■ PROVIDED PASSAGE
Managing the making of Avatar, from Incite 70
Avatar is the biggest grossing movie ever, it may have only won 3 Oscars – one of them by our own Richard Baneham, an animation supervisor . This was a massively complex project costing over $310 million for production, and $150 million for promotion. The film was released for traditional two-dimensional projectors, as well as in 3-D. The stereoscopic filmmaking was touted as a likely breakthrough in cinematic technology.
If you sat through the endless list of credits for Avatar, you saw that Richard had about 3,000 colleagues working on the CGI epic, which has now grossed more than $2.5 billion worldwide, shattering box office records and reinventing cinema for the digital age. The boss of all those people was director James Cameron.
Rebecca Keegan sat in on sets while researching her book, The Futurist: The Life and Films of James Cameron, and comments
“I watched the director’s often controversial management style up close. One of Hollywood’s most innovative filmmakers, Cameron is also one of its toughest taskmasters, a man who ran notoriously grueling sets for movies like The Terminator, Aliens and Titanic. After Titanic, Cameron spent years away from the movie business indulging a lifelong passion, deep ocean exploration. The experiences he had leading groups on the open sea tempered the director’s management style. But working for Cameron is still roughing it by Hollywood standards.”
From a seat on the Avatar set, she observes the rules that James Cameron manages by:
Break New Ground
“It’s Avatar, dude, nothing works the first time,” read a whiteboard in the spare Los Angeles warehouse that served as the sci fi film’s motion capture soundstage. Breaking new ground is Cameron’s raison d’être – nothing interests this man unless it’s hard to do. But innovation has also become a way of bonding his teams, both on Avatar and on his deep sea expeditions. “We’re out in the wilderness working far beyond the borders of the known,” Cameron says, comparing his CG and undersea projects. “We’re doing extraordinary things that outsiders would not even understand.” For Cameron, a sense of exploration isn’t just personally enriching, it’s a crucial tool for motivating and uniting his teams.
Firing Is Too Merciful
Everyone who has been part of Cameron’s cast and crew has bitter war stories about working for him, and yet they all seem to forget them when they’re clutching Oscars and cashing cheques. Many Cameron alumni will share a story from their first film with him, a day they were sure they were going to be fired, almost hoped for it. But Cameron rarely fires people. “Firing is too merciful,” he says. Instead he tests their endurance for long hours, hard tasks, and harsh criticism. Survivors tend to surprise themselves by turning in the best work of their careers, and signing on for Cameron’s next project.
Lead from the Front
Cameron is almost comically hands-on. He does things elite directors don’t do – hold the camera, man the editing console, sketch the creatures, apply the makeup. The truth is, he would do nearly every job on a movie himself if he could. But any film, much less one as ambitious as Avatar, relies on collaboration. Forced to lean on others, Cameron sets the pace. Among his 3,000 strong stable of artists and engineers, he’s the first to try a new challenge, the last to quit at the end of the day, and the hardest to please.

■ TASKS TO CARRY OUT
(a) Reproduce the Avatar management article verbatim between "Managing the making" and "in cinematic technology.", inclusive.
(b) Carry on the article about James Cameron's management rules on Avatar, picking up after its final sentence.

■ INFORMATION SHOWN
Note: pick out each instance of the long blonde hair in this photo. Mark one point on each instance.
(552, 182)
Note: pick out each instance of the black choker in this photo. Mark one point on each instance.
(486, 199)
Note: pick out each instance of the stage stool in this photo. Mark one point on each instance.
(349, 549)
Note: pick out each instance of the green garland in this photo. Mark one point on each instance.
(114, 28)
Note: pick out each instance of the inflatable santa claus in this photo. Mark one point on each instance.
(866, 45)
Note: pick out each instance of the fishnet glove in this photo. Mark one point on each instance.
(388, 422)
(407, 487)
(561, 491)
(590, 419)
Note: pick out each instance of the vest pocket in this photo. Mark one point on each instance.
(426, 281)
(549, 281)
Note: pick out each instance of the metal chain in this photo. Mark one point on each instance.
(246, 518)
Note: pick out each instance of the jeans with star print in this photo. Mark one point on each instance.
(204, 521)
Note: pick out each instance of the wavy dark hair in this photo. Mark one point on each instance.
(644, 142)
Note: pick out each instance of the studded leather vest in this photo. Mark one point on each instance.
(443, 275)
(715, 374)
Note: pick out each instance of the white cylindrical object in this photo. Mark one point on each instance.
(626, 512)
--
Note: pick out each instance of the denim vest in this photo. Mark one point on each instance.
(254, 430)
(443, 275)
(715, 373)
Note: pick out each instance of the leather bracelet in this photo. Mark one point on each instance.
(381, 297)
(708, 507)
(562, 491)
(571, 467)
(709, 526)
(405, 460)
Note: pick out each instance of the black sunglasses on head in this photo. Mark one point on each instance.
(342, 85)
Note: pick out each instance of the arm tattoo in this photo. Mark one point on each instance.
--
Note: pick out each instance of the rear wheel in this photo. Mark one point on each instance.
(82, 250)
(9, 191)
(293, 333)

■ ANSWERS
(a)
Managing the making of Avatar, from Incite 70
Avatar is the biggest grossing movie ever, it may have only won 3 Oscars – one of them by our own Richard Baneham, an animation supervisor . This was a massively complex project costing over $310 million for production, and $150 million for promotion. The film was released for traditional two-dimensional projectors, as well as in 3-D. The stereoscopic filmmaking was touted as a likely breakthrough in cinematic technology.

(b)
Good Enough Isn’t
Avatar took more than twice as long to make as an average film. Much of that added time was due to the film’s Herculean design demands and its reliance on untested technologies, but some of it was thanks to Cameron’s perfectionism. Hours were spent on the smallest details, like getting alien sap to drip precisely right. A column in one special effects shot annoyed Cameron. After 15 minutes debating its placement while teleconferencing with weary Weta Digital artists in New Zealand, he declared, “That column is worth $50 million of the domestic gross!” shaking his head at his own obsessiveness. It’s hard to argue with Cameron’s nitpicky style, however, when audiences thrill to immerse themselves in the richly detailed worlds he creates.
Hire People People
Aware that he can be a hard man to work for, Cameron wisely surrounds himself with amiable deputies. “I have my bad days, and on my best days I’m no Ron Howard,” he admits. Cameron’s closest associates, his producer, Jon Landau, and the head of his production company, Rae Sanchini, are management savants. They know when an exhausted crew needs a pep talk, when a wounded artist’s ego needs soothing, when an anxious studio executive needs reassurance. And — a talent never to be underestimated — they know when to order the pizza, and tell the boss to quit for dinner.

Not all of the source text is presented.